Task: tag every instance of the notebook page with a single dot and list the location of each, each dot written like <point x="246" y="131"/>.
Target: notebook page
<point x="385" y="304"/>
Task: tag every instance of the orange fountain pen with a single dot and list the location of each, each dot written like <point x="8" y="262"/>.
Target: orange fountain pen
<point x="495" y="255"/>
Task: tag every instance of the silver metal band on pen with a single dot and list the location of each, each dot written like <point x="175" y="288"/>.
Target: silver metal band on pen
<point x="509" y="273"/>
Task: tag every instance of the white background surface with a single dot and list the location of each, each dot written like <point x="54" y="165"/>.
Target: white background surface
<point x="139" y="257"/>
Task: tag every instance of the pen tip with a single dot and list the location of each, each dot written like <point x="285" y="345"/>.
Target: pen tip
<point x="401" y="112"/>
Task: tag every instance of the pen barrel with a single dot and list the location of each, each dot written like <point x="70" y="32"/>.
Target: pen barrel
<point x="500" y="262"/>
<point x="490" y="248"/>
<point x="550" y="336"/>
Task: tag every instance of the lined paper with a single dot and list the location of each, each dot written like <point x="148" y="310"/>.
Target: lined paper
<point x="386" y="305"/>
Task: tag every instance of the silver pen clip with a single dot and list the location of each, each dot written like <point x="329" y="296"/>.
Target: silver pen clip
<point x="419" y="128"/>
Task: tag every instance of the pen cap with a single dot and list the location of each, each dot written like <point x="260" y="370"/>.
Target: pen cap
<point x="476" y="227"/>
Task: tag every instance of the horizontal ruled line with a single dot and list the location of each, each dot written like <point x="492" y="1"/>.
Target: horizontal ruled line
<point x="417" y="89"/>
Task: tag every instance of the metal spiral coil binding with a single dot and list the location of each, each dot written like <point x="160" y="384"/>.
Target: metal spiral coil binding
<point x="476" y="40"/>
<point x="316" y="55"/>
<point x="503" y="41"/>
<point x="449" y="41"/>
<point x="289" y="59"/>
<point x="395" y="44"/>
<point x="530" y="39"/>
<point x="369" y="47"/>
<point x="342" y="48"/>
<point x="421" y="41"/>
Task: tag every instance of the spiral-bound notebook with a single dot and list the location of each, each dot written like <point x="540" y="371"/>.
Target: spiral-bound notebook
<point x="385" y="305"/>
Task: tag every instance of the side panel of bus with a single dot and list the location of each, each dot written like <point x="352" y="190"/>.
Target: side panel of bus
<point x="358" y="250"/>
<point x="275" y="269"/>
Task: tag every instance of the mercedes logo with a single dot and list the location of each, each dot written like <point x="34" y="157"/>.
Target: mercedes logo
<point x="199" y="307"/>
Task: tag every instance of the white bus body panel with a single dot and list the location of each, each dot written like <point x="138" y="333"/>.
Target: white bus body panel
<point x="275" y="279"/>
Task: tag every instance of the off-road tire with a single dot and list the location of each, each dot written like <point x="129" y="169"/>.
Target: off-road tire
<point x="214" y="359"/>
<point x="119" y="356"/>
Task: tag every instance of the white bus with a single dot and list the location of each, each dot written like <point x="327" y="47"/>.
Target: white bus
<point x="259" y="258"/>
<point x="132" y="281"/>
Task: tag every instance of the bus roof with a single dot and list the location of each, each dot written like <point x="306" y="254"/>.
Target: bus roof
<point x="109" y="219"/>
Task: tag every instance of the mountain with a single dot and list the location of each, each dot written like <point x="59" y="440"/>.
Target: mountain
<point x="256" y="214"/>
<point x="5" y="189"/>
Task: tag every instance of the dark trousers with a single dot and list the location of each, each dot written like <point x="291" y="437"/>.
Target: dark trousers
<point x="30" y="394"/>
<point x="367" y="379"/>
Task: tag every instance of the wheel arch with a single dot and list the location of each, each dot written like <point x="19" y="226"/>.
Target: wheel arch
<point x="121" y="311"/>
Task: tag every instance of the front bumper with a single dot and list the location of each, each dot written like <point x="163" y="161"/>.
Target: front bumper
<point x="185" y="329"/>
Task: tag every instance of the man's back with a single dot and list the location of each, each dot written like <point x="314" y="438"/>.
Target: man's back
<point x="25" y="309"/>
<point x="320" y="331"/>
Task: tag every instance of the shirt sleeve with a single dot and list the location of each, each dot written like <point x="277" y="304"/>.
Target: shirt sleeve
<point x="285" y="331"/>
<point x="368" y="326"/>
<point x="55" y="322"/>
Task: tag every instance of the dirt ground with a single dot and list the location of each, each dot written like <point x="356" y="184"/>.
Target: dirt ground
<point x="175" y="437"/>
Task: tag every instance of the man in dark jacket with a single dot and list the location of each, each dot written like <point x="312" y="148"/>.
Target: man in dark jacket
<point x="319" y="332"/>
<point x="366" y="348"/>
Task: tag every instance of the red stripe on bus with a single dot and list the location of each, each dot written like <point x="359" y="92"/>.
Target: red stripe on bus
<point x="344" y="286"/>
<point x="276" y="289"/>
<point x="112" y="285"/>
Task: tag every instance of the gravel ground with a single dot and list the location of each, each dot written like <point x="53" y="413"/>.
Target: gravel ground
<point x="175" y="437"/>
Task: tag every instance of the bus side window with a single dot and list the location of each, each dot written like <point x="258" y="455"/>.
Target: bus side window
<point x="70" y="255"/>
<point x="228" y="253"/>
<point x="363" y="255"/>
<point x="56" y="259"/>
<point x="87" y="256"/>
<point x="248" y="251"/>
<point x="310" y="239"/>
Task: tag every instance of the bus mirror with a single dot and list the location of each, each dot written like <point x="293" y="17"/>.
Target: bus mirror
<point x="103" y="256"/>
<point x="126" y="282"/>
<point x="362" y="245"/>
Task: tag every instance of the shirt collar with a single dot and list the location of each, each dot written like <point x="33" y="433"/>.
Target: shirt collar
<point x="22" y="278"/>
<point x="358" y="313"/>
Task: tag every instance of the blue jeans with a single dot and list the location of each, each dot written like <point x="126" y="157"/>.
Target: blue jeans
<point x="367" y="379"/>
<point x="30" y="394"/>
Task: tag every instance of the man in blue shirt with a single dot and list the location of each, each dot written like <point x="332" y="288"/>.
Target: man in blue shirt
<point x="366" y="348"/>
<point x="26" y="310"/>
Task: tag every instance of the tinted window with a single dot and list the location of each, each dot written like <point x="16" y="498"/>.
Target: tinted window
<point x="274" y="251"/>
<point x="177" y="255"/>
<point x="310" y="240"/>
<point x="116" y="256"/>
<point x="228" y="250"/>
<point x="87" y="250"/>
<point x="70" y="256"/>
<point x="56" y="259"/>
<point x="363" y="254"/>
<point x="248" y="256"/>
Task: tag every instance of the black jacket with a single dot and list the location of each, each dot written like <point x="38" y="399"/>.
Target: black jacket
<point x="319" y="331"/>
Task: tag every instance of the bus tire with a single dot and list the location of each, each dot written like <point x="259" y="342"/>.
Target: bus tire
........
_What you should do_: The records above should be reproduced in full, exactly as they read.

_Finished exercise_:
Task: tag every instance of the notebook page with a single dot and list the location of each, each dot written like <point x="246" y="131"/>.
Target: notebook page
<point x="385" y="304"/>
Task: tag every instance of the orange fountain pen with a single dot and list the location of each, each dot written like <point x="8" y="262"/>.
Target: orange fountain pen
<point x="495" y="255"/>
Task: tag every instance of the silver metal band on pen with a single dot and list the location of each, each dot written like <point x="175" y="288"/>.
Target: silver metal band on pen
<point x="509" y="273"/>
Task: tag every instance of the white background surface with a single dot and list the location of each, each dot written like <point x="54" y="165"/>.
Target: white background surface
<point x="139" y="257"/>
Task: tag every instance of the pen tip with a single dot and list the location of each, each dot written like <point x="285" y="345"/>.
Target: pen tip
<point x="401" y="112"/>
Task: tag every instance of the pen barrel with a single dot and list the location of each, each dot written like <point x="70" y="32"/>.
Target: pen barrel
<point x="500" y="262"/>
<point x="490" y="248"/>
<point x="550" y="336"/>
Task: tag every instance of the lined paper with a single dot and list the location of each, each dot written like <point x="148" y="310"/>.
Target: lined paper
<point x="386" y="305"/>
Task: tag every instance of the silver pen clip with a single dot and list the location of each, each dot written like <point x="329" y="296"/>.
Target: silver pen clip
<point x="419" y="128"/>
Task: tag every instance of the pen cap with a single dot and list the location of each, each dot written like <point x="260" y="370"/>.
Target: pen cap
<point x="476" y="227"/>
Task: tag every instance of the horizontal ruled line with a single dot and list the location of each, each dot written like <point x="492" y="1"/>.
Target: horizontal ruled line
<point x="417" y="89"/>
Task: tag every instance of the metal spiral coil binding with a single dot and list the location of each, each dot written like <point x="160" y="384"/>.
Target: metal spiral coil binding
<point x="476" y="40"/>
<point x="316" y="55"/>
<point x="503" y="41"/>
<point x="449" y="41"/>
<point x="289" y="59"/>
<point x="395" y="44"/>
<point x="530" y="39"/>
<point x="369" y="47"/>
<point x="342" y="48"/>
<point x="421" y="41"/>
Task: tag every instance of the spiral-bound notebook with a single dot and list the location of each, each dot written like <point x="540" y="371"/>.
Target: spiral-bound notebook
<point x="385" y="305"/>
Task: tag every instance of the side panel of bus with a single dot and list the location of each, each dot written like <point x="352" y="190"/>.
Target: side panel of bus
<point x="358" y="250"/>
<point x="275" y="269"/>
Task: tag every instance of the mercedes logo with a single dot and list the location of each, each dot written like <point x="34" y="157"/>.
Target: mercedes logo
<point x="199" y="307"/>
Task: tag every instance of the white bus body panel with a single dot and list the location of each, each dot written like <point x="138" y="333"/>.
Target: white bus body panel
<point x="275" y="279"/>
Task: tag every instance of the off-road tire with a single dot and list the location of each, each dot written like <point x="129" y="169"/>.
Target: off-road tire
<point x="214" y="359"/>
<point x="119" y="356"/>
Task: tag every instance of the white bus with a single dot and list the location of each, each dot written like <point x="327" y="47"/>.
Target: white bus
<point x="259" y="258"/>
<point x="132" y="281"/>
Task: tag every instance of the bus roof with a single dot and list the location of each, each dot written like <point x="306" y="254"/>.
Target: bus roof
<point x="109" y="219"/>
Task: tag every instance of the mountain with a single dot and list the location of each, each dot written like <point x="59" y="440"/>.
Target: mountain
<point x="256" y="214"/>
<point x="5" y="189"/>
Task: tag every instance of the dark trousers with a single dot and list the location of each, each dot written like <point x="291" y="437"/>.
Target: dark trousers
<point x="30" y="394"/>
<point x="367" y="379"/>
Task: tag every instance of the wheel arch with a single dot and list the location of each, each dot written like <point x="19" y="226"/>.
Target: wheel arch
<point x="121" y="311"/>
Task: tag every instance of the front bumper with a single dot and list the location of each, each dot written like <point x="163" y="161"/>.
Target: front bumper
<point x="185" y="329"/>
Task: tag every instance of the man's back with a single dot and list the location of each, each dot written like <point x="314" y="438"/>.
Target: man's back
<point x="25" y="309"/>
<point x="320" y="331"/>
Task: tag every instance of the shirt sleeve with a single dot and list the location of each, each dot written like <point x="277" y="304"/>.
Target: shirt sleeve
<point x="285" y="331"/>
<point x="368" y="326"/>
<point x="55" y="322"/>
Task: tag every instance of the dirt ground with a single dot and list the location of each, each dot written like <point x="356" y="184"/>.
Target: dirt ground
<point x="175" y="437"/>
Task: tag every instance of the man in dark jacket with a single dot and list the location of each, each dot written like <point x="312" y="148"/>.
Target: man in dark jacket
<point x="319" y="332"/>
<point x="366" y="348"/>
Task: tag every instance of the red stripe on bus with a single dot and list the location of each, each dot written like <point x="359" y="92"/>.
Target: red stripe on bus
<point x="344" y="286"/>
<point x="276" y="289"/>
<point x="112" y="285"/>
Task: tag every instance of the gravel ground with a single dot and list the location of each, each dot written like <point x="53" y="413"/>.
Target: gravel ground
<point x="175" y="437"/>
Task: tag every instance of the bus side window with a single dot and list the location of each, each dot written like <point x="258" y="455"/>.
Target: bus side window
<point x="70" y="255"/>
<point x="228" y="253"/>
<point x="363" y="255"/>
<point x="56" y="259"/>
<point x="87" y="256"/>
<point x="248" y="251"/>
<point x="310" y="239"/>
Task: tag every instance of the bus mirror with a single dot and list the location of each, each dot written like <point x="293" y="17"/>.
Target: bus mirror
<point x="103" y="256"/>
<point x="126" y="282"/>
<point x="362" y="245"/>
Task: tag every instance of the shirt collar with a single dot and list the location of each, each dot written like <point x="33" y="433"/>.
Target: shirt collar
<point x="22" y="278"/>
<point x="358" y="313"/>
Task: tag every instance of the blue jeans with a single dot and list the location of each, each dot written like <point x="126" y="157"/>.
Target: blue jeans
<point x="367" y="379"/>
<point x="30" y="394"/>
Task: tag every instance of the man in blue shirt with a single dot and list the location of each, each dot written like <point x="332" y="288"/>.
Target: man in blue shirt
<point x="366" y="348"/>
<point x="26" y="310"/>
Task: tag every instance of the tinted window with a single dot and list the location of each, each dot written like <point x="16" y="498"/>.
Target: tinted window
<point x="274" y="251"/>
<point x="177" y="255"/>
<point x="310" y="240"/>
<point x="116" y="256"/>
<point x="228" y="250"/>
<point x="87" y="250"/>
<point x="70" y="256"/>
<point x="56" y="259"/>
<point x="363" y="254"/>
<point x="248" y="256"/>
Task: tag every instance of the black jacket with a single dot and list the location of each, each dot written like <point x="38" y="399"/>.
Target: black jacket
<point x="319" y="331"/>
Task: tag every instance of the bus tire with a single dot and list the location of each, each dot written like <point x="259" y="342"/>.
Target: bus tire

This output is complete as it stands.